Stored items

---

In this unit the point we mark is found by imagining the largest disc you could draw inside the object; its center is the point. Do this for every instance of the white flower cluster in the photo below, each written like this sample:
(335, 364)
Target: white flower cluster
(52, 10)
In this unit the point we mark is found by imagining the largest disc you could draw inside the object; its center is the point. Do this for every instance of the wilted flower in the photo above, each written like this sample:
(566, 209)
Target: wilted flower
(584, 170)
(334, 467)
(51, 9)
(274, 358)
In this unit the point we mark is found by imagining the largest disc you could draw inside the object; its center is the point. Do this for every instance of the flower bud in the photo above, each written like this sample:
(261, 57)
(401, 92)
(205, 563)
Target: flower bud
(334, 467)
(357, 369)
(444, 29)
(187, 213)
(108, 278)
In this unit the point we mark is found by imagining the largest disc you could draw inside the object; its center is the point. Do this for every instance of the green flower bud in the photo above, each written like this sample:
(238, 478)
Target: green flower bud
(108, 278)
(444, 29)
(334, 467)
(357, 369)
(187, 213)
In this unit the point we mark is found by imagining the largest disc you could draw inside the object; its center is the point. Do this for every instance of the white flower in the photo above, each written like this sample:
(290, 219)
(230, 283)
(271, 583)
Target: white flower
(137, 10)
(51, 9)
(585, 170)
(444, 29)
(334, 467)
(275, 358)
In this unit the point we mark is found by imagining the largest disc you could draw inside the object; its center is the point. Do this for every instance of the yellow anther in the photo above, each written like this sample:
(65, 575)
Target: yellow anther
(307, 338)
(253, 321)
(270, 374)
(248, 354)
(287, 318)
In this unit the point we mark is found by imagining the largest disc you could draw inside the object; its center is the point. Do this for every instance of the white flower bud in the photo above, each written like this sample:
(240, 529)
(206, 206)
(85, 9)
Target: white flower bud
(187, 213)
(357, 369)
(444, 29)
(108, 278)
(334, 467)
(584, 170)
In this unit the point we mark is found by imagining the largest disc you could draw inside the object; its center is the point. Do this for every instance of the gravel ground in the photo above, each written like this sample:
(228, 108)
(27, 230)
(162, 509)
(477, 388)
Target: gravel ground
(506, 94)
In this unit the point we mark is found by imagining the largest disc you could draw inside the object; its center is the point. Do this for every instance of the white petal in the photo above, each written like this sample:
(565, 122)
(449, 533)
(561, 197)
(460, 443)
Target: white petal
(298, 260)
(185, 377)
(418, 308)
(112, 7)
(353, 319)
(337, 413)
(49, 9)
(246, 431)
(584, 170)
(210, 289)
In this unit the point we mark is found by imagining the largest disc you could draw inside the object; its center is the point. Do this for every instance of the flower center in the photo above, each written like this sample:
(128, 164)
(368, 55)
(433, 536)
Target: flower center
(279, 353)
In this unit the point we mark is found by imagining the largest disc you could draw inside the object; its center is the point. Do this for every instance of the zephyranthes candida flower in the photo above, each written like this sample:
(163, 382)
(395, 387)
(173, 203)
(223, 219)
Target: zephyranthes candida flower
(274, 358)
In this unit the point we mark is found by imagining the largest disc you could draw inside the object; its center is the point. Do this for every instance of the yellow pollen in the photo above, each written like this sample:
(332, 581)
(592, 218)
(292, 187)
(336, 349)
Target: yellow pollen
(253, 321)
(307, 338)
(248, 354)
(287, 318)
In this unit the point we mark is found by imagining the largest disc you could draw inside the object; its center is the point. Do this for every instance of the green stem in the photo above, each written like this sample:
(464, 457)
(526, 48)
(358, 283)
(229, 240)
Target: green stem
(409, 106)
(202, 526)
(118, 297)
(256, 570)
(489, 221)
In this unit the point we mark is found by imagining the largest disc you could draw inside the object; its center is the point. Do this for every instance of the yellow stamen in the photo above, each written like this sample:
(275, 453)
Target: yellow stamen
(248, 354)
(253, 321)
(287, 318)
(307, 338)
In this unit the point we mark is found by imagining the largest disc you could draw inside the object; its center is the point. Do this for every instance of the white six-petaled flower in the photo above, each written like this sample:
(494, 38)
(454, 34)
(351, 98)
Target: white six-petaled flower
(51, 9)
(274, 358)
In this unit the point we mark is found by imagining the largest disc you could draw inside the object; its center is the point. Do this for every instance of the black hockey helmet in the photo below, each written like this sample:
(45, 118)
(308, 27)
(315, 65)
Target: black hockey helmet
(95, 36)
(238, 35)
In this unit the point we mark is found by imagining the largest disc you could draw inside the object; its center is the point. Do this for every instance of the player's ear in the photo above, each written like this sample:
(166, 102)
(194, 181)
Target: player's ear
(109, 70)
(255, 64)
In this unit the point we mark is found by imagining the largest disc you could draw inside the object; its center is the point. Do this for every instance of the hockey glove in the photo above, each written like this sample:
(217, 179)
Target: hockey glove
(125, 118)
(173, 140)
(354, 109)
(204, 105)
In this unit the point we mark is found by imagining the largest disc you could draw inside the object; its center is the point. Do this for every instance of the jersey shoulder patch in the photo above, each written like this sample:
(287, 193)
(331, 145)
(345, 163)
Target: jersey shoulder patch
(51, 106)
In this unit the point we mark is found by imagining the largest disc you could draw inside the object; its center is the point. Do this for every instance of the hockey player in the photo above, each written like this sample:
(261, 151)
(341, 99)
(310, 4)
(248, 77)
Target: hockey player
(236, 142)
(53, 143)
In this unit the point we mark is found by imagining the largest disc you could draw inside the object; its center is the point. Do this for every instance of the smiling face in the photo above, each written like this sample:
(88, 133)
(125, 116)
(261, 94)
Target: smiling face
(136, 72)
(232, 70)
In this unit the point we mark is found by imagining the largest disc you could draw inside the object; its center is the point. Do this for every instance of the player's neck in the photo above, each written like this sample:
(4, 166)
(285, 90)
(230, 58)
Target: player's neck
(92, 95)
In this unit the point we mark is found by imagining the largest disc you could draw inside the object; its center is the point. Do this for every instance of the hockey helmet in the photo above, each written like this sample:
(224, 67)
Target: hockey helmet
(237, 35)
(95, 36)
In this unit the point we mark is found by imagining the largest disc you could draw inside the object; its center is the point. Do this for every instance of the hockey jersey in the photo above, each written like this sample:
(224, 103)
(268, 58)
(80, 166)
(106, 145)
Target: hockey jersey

---

### What needs to be done
Every line of the material must be returned exactly as it appears.

### Output of the exercise
In this unit the point we mark is found by imagining the largest disc you could draw inside the object; its center is the point. Do this for every instance of the white flower cluster in the photo below, each written like this sample:
(335, 364)
Target: white flower cluster
(52, 10)
In this unit the point we mark is found by imagining the largest disc you could draw inside the object; its center is the point. Do this for every instance of the wilted flower in the photo above, each written like this sample:
(566, 209)
Target: wilted flower
(584, 170)
(334, 467)
(51, 9)
(274, 358)
In this unit the point we mark is found by imagining the largest disc you could draw inside the object; its center is the point. Do this for every instance of the flower bud in the photo above, each written like this sample:
(261, 57)
(401, 92)
(205, 563)
Target: flower bud
(334, 467)
(357, 369)
(444, 29)
(187, 213)
(108, 278)
In this unit the point we mark is found by imagining the largest disc you could draw inside the object; its center is the point. Do this for every instance of the green flower bud in the photo above, each written like this sample:
(238, 478)
Target: green flower bud
(108, 278)
(444, 29)
(334, 467)
(357, 369)
(187, 213)
In this unit the point we mark is found by imagining the largest disc you could draw inside the object; its center is the point. Do this for every instance of the white flower in the photo above, each written like this sample:
(290, 219)
(230, 283)
(271, 583)
Target: white flower
(137, 10)
(51, 9)
(585, 170)
(444, 29)
(334, 467)
(275, 358)
In this unit the point we mark is found by imagining the largest disc you could draw inside the object; its center is the point. Do this for every instance of the yellow anther in the photo above, each written like this sample:
(65, 575)
Target: yellow anther
(307, 338)
(253, 321)
(270, 374)
(248, 354)
(287, 318)
In this unit the point we mark is found by imagining the largest disc you could draw inside the object; its center is the point. Do this for every instance of the white flower bud in the photo above, each written like this sample:
(240, 529)
(206, 206)
(85, 9)
Target: white flower bud
(187, 213)
(357, 369)
(444, 29)
(108, 278)
(334, 467)
(584, 170)
In this unit the point we mark is found by imagining the largest disc you could draw inside the object; its center is the point. Do this for every instance of the gravel ground in the photo above, each written like this sample:
(228, 108)
(27, 230)
(162, 509)
(477, 388)
Target: gravel ground
(506, 94)
In this unit the point we mark is found by imagining the largest disc you could draw inside the object; its center is the point. Do this for every instance of the white petal in the photo above, each written like this sample:
(565, 122)
(449, 533)
(561, 197)
(460, 443)
Target: white petal
(298, 260)
(185, 377)
(418, 308)
(112, 7)
(353, 319)
(337, 413)
(49, 9)
(246, 431)
(584, 170)
(210, 289)
In this unit the point we mark is found by imagining the largest disc you could draw inside the object; its center is the point. Do this for every instance of the flower center in the photo above, each written like this sample:
(128, 164)
(368, 55)
(433, 536)
Target: flower center
(279, 353)
In this unit the point we mark is found by imagining the largest disc you could draw inside the object; its center is the point. Do this for every instance of the zephyranthes candida flower in the photo above, each written like this sample:
(163, 382)
(395, 387)
(173, 203)
(223, 219)
Target: zephyranthes candida flower
(274, 358)
In this unit the point we mark is found by imagining the largest disc you could draw inside the object; its center is the point. Do this for every instance of the yellow pollen in the photo above, each written like this sample:
(332, 581)
(592, 218)
(292, 187)
(336, 349)
Target: yellow pollen
(253, 321)
(307, 338)
(248, 354)
(287, 318)
In this unit the point we mark is found by imagining the largest disc you could draw inside the object; its center is the point. Do this for every instance of the green stem in the photo above, each written like this sample:
(464, 457)
(526, 48)
(358, 283)
(229, 240)
Target: green stem
(409, 106)
(202, 526)
(118, 297)
(256, 570)
(489, 221)
In this unit the point we mark is found by imagining the largest disc you could draw inside the object; its center is the point. Do this for every instance of the yellow stamen in the photo above, each written like this sample:
(275, 453)
Target: yellow stamen
(248, 354)
(253, 321)
(287, 318)
(307, 338)
In this unit the point we mark is found by imagining the largest disc you could draw inside the object; its center is the point. Do this for every instance of the white six-petaled flower in the photo above, each written like this sample:
(494, 38)
(454, 34)
(351, 98)
Target: white six-petaled flower
(51, 9)
(274, 358)
In this unit the point we mark is found by imagining the largest disc you could draw inside the object; its center is the point. Do this for every instance of the black hockey helmet in the photo below, each written like this sample:
(45, 118)
(308, 27)
(315, 65)
Target: black hockey helmet
(95, 36)
(238, 35)
In this unit the point we mark is found by imagining the largest disc you could draw inside the object; its center is the point. Do this for every instance of the player's ear in the photo above, each written like this sample:
(166, 102)
(194, 181)
Target: player's ear
(109, 70)
(255, 64)
In this unit the point we mark is found by imagining the largest disc you could draw inside the object; its center is the point. Do this for every instance of the hockey glove in the photo above, each written like this sample:
(217, 179)
Target: hockey glove
(125, 118)
(173, 140)
(354, 109)
(204, 105)
In this unit the point we mark is found by imagining the largest disc you could draw inside the object; its center is the point. Do this for every instance of the jersey shoulder patch in the photo above, each written like this sample:
(287, 193)
(331, 145)
(345, 163)
Target: jersey shoulder patch
(51, 106)
In this unit the point we mark is found by imagining the largest disc you could draw inside the object; its center is the point. Do this for every instance of the hockey player in the photo above, each written like this sample:
(261, 151)
(341, 99)
(310, 4)
(248, 77)
Target: hockey player
(236, 142)
(53, 143)
In this unit the point we mark is found by imagining the largest disc you could draw inside the object; its center is the point. Do this for every instance of the smiling face in the photo above, each written like this sample:
(88, 133)
(125, 116)
(261, 94)
Target: smiling face
(136, 72)
(232, 70)
In this unit the point we mark is found by imagining the largest disc you could draw inside the object; its center is the point. Do this for every instance of the player's neck in the photo above, each written like this sample:
(4, 166)
(285, 90)
(230, 58)
Target: player's neck
(92, 95)
In this unit the point we mark is found by imagining the largest disc you could draw inside the object; its center is the point. Do this for every instance of the hockey helmet in the photo above, each written like this sample:
(224, 67)
Target: hockey helmet
(237, 35)
(95, 36)
In this unit the point we mark is found by imagining the largest disc you could draw inside the object; its center is the point. Do this for every instance of the hockey jersey in the photo above, each written like this sample:
(224, 103)
(268, 58)
(80, 166)
(106, 145)
Target: hockey jersey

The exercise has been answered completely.